## REQUIREMENTS
In the post on DTrace inlines, translators, and file descriptors, what type represented the file descriptor in the stdio FILE structure of the original UNIX ABI?

DTrace Inlines, Translators, and File Descriptors

I've recently added some new features to the DTrace inline feature, so it seems like a good time to go back and review some of the more advanced features of DTrace's D language, and how these features are used to make observing the system easier for DTrace users. This entry is a bit long, but if you hang in there you'll be rewarded with a peek at a new DTrace feature that is headed for Solaris Express.


Early in DTrace's development, once Bryan and I had assembled the nascent DTrace prototype far enough to be able to locate probes, trace data, and execute simple D expressions, it was obvious that even this early stage of DTrace was an incredibly powerful kernel debugging tool. For fun and posterity, here is one of the earliest known actual D programs at work once the compiler, tracing framework, and access to kernel types had been connected together:

From: Bryan Cantrill <bmc@eng.sun.com>
Subject: Leaving now...
To: mws@eng.sun.com (Michael Shapiro)
Date: Tue, 12 Feb 2002 17:47:36 -0800 (PST)

But this is pretty hot:

# dtrace -f 'bcopy/(arg2 > 1000) &&
    (curthread->t_procp->p_cred->cr_uid == 31992)/{stack(20)}'
dtrace: 2 probes enabled.
CPU     ID                    FUNCTION:NAME
  1   8576                      bcopy:entry 

And while this was indeed hot (and still is), you can immediately see how the relationship between the question ("What are the stack traces of all bcopy() calls performed on behalf of user Bryan of length greater than 1000 bytes?") and its realization in D requires knowledge of the Solaris kernel implementation (i.e. that a kthread_t has a proc_t pointer, which has a cred_t pointer, which contains the UID of the user associated with that process). So while great for us kernel programmers, this immediately presented two challenges for us to grapple with in making DTrace more accessible:
  • How can we allow administrators and developers to express concepts that they readily understand, like the idea that a process has a particular UID associated with it, without requiring them to understand how those concepts are implemented?

  • How can we allow DTrace users to write programs that continue to work as the implementation of these concepts changes over time inside of Solaris?

The second question is of particular importance because one of the challenges in writing observability tools and debuggers is that by exposing everything inside of a software system, you increase the risk of users and programs coming to depend upon that knowledge, which then begins to constrain the implementors. One of my most hated examples of this phenomenon is the fact that in the original UNIX ABI the stdio FILE structure was actually exported to programs along with a set of macros that referenced its members, and the file descriptor was represented as an unsigned char (0-255) instead of an int. The result: 32-bit program binaries that used the fileno(3C) macro could be created that would break or cause silent data corruption if we then fixed the design to support file descriptor values above 255. This issue is still causing problems more than a decade later, despite changing fileno() to a function and fixing the issue entirely in the 64-bit Solaris ABI. But I digress.

## ROWS
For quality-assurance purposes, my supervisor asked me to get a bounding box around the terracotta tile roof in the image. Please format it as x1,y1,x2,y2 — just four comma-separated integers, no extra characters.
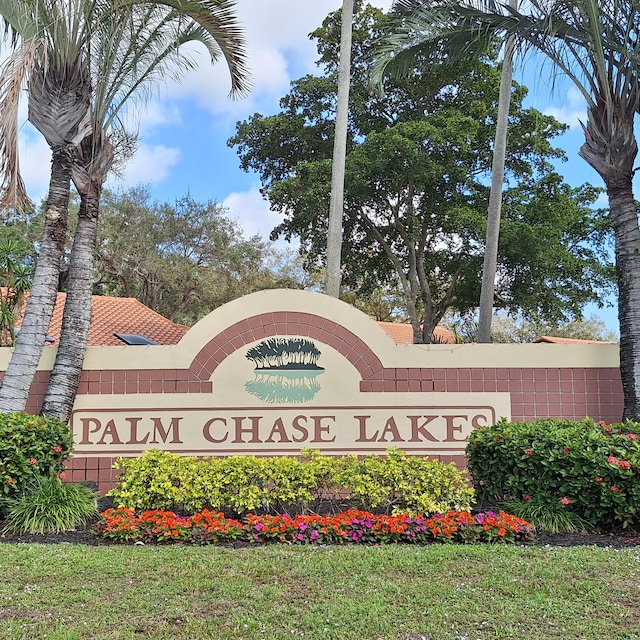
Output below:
17,293,189,347
533,336,611,344
16,293,455,347
378,322,456,344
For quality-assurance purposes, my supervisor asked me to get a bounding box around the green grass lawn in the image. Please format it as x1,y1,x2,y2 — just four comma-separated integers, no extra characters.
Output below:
0,544,640,640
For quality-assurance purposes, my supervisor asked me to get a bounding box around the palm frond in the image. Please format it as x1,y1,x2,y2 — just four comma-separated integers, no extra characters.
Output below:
112,0,251,96
0,40,38,209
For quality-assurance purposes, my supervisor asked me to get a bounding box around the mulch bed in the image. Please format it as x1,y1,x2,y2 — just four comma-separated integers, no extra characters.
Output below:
0,521,640,549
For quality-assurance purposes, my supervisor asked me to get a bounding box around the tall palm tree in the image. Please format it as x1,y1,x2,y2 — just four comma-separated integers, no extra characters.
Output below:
376,0,640,420
325,0,353,298
0,0,247,418
477,0,518,342
42,3,248,421
0,0,91,411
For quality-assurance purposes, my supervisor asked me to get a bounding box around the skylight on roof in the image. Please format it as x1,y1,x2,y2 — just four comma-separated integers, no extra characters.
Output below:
113,333,158,345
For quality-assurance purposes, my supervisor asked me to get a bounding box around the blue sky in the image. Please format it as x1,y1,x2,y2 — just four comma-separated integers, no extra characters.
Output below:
15,0,617,331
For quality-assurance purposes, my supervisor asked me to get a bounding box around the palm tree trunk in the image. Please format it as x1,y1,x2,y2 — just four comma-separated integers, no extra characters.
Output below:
0,145,74,413
325,0,353,298
478,0,516,342
41,183,102,422
607,176,640,421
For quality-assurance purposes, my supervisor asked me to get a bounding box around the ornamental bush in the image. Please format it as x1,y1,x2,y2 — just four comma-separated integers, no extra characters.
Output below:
467,418,640,529
0,413,73,510
109,450,473,515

## TASK SOLUTION
An unsigned char (0-255), instead of an int.